> TASK STATEMENT:
Restate the whole listing exactly.
══ DATA IN THIS EXERCISE
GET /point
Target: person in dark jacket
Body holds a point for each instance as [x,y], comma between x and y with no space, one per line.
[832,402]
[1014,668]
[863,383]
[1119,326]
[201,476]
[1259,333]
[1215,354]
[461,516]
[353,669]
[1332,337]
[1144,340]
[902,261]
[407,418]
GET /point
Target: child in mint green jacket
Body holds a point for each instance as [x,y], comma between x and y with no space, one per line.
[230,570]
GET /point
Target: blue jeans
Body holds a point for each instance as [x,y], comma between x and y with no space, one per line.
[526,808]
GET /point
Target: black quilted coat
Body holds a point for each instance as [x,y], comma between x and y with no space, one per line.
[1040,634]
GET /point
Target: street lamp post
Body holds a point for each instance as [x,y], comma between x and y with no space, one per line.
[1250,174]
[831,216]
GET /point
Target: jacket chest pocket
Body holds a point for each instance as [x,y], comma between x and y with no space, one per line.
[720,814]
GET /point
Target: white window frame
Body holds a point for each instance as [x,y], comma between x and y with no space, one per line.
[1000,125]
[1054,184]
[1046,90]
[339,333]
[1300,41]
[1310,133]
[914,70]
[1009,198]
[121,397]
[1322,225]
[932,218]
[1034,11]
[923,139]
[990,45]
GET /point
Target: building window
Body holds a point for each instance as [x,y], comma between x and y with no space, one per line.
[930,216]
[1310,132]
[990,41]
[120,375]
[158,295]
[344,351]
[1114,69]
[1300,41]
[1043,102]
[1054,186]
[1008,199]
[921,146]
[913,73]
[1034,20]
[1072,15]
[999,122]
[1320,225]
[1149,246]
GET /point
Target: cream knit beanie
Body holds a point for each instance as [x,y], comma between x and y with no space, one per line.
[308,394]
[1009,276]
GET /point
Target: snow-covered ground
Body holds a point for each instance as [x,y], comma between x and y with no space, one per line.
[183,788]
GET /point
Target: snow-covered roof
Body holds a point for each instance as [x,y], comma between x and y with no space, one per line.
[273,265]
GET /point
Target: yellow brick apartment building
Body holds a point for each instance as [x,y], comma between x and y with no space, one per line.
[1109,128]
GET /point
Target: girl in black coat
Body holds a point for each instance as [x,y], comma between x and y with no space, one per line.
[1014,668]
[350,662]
════
> FULL ANSWER:
GET /point
Target: person in dark jacket
Body holds a point for each instance as [x,y], comma between x and y with no space, one per line.
[832,402]
[1014,668]
[863,383]
[1119,326]
[201,476]
[1259,333]
[1215,354]
[461,516]
[353,669]
[1332,337]
[1144,340]
[902,261]
[407,418]
GET /point
Target: child in mint green jacket
Body holds a point for each instance as [x,y], comma between x and y with no space, one per line.
[230,570]
GET /point
Target: blue jeans
Body holds a point for each instance as [x,y], comma between x and y with no space, one per line.
[526,808]
GET /point
Target: black quilted coat
Body holds a point for each instance as [x,y], comma between x and y with no space, one per line.
[1040,634]
GET /point
Target: street lamp post
Body holds a point for each instance as [x,y], comma between x and y with no space, one per line.
[1250,174]
[831,216]
GET /point
Target: jacket chest pocket
Body holds a point for each instance as [x,y], comma between x and y with no space, one per line.
[720,814]
GET /point
Target: white window frame
Body holds a point for each instance as [x,y], comma between x and y with no space, one per line.
[1000,125]
[1054,184]
[1046,90]
[339,333]
[1300,41]
[1310,133]
[914,70]
[1009,198]
[121,397]
[1322,225]
[932,218]
[1034,11]
[923,139]
[990,45]
GET /point
Target: building window
Body holds a point for each instance as [x,y], comma between x and y with no space, one per line.
[930,216]
[1310,132]
[990,41]
[120,375]
[158,295]
[344,351]
[1114,69]
[1300,41]
[1043,102]
[1054,186]
[1008,199]
[921,146]
[913,73]
[1034,20]
[1072,15]
[999,122]
[1320,225]
[1149,246]
GET /point
Target: cream knit beanie
Body holds a point for each instance as [x,y], comma between x and y with no space, one per line.
[308,394]
[1009,276]
GET /point
Target: snow-covered ground
Body holds a point for each instance as [x,y], comma between x and y with no space, one per line.
[183,788]
GET /point
Target: snow-covered roof
Body holds a point for each instance as [x,y], comma between x and y with no space, one per line.
[273,265]
GET /point
Target: yellow brick apartment building
Body holds a point for each instance as [x,y], comma between x and y with no space, one per line.
[1109,128]
GET /point
Target: girl in black coat
Body holds a point for each instance as [x,y], comma between x and y with no space, one per line.
[1014,668]
[350,662]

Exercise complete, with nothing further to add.